UNTERSUCHTER TEXT —
######
Der amerikanische Soldat Arnold Sprong wurde im Juli 1944 in der Normandie gefangengenommen und landete letztendlich im Kriegsgefangenenlager der Reichsbahn in Adorf. Seine Zeit dort (bis Anfang Mai 1945) beschreibt er in einem Bericht und auch einem Interview. Manches wiederholt sich dadurch, aber jede Erzählung enthält interessante Details.

Das Arbeitslager in Adorf (Stalag 97, so erinnere ich mich) war hufeisenförmig angelegt. Hier verbrachte ich knapp zehn Monate, nachdem ich in der Nähe von St. Lo in der Normandie in Frankreich im Juli 1944 gefangengenommen worden war.

In dem offenen Ende des Hufeisens befanden sich das Quartier der Wachen und ein Lagerraum (in der Zeichnung: "Krauts"). In der Mitte zwischen den Baracken war ein Schlackenplatz mit einem Fleckchen Gras in der Mitte. Das einzige Tor befand sich zwischen dem Wachhaus und dem östlichen Ende des Hufeisens.
######
DATEN —
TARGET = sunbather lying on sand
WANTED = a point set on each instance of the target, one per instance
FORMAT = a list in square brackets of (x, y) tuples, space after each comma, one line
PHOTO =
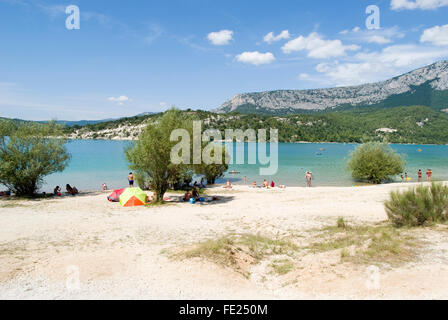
[(71, 190), (228, 185)]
######
FOLGENDES BEARBEITEN —
1. Nenne alle geografischen Namen von Orten, Regionen und Ländern, die im Bericht über das Kriegsgefangenenlager in Adorf vorkommen.
2. Setze den Bericht über das Kriegsgefangenenlager in Adorf im Anschluss an seinen letzten Satz fort.

ERGEBNISSE JE AUFGABE —
1. Normandie, Adorf, St. Lo, Frankreich

2.
Zeichnung des Lagers von Arnold Sprong

Andere Bezeichnungen in der Skizze: B.R. = Schlafraum, Parlor = Aufenthaltsraum, Supplies = Vorratsraum, Washroom = Waschraum, Crapper = Abtritt, Tex's Office = Verwaltungsraum, Tex war der Gefangene, der als Sprecher zu den Deutschen fungierte)

Flurkarte des Lagers (Sammlung Bernd Stengel)

Hinter dem Tor, eine Böschung hoch, befand sich ein Lokschuppen, etwa 50 m vom Lager aus nach Osten. Dazwischen waren zwei oder drei Eisenbahnschienen. Eine Straße, vom Tor aus in westliche Richtung, durchquerte ein flaches, etwa 200m breites Tal und dann hoch zu einer Straße, die nach Adorf führte. Adorf, würde ich sagen, war etwa drei Kilometer entfernt.

Die Wachen waren Volkssturm-Soldaten, Ältere zwischen 60 und 70, oder sogar älter. Sie waren für diesen Dienst verpflichtet worden, um Soldaten in besserer körperlicher Verfassung in die Schlacht schicken zu können. Sie waren bewaffnet mit einer Mauser 98K, ähnlich unseres alten Springfieldgewehrs. Ein Unteroffizier führte die Gruppe an. Er war eine kleine wieselhafte Gestalt mit einem populären Hitlerbärtchen.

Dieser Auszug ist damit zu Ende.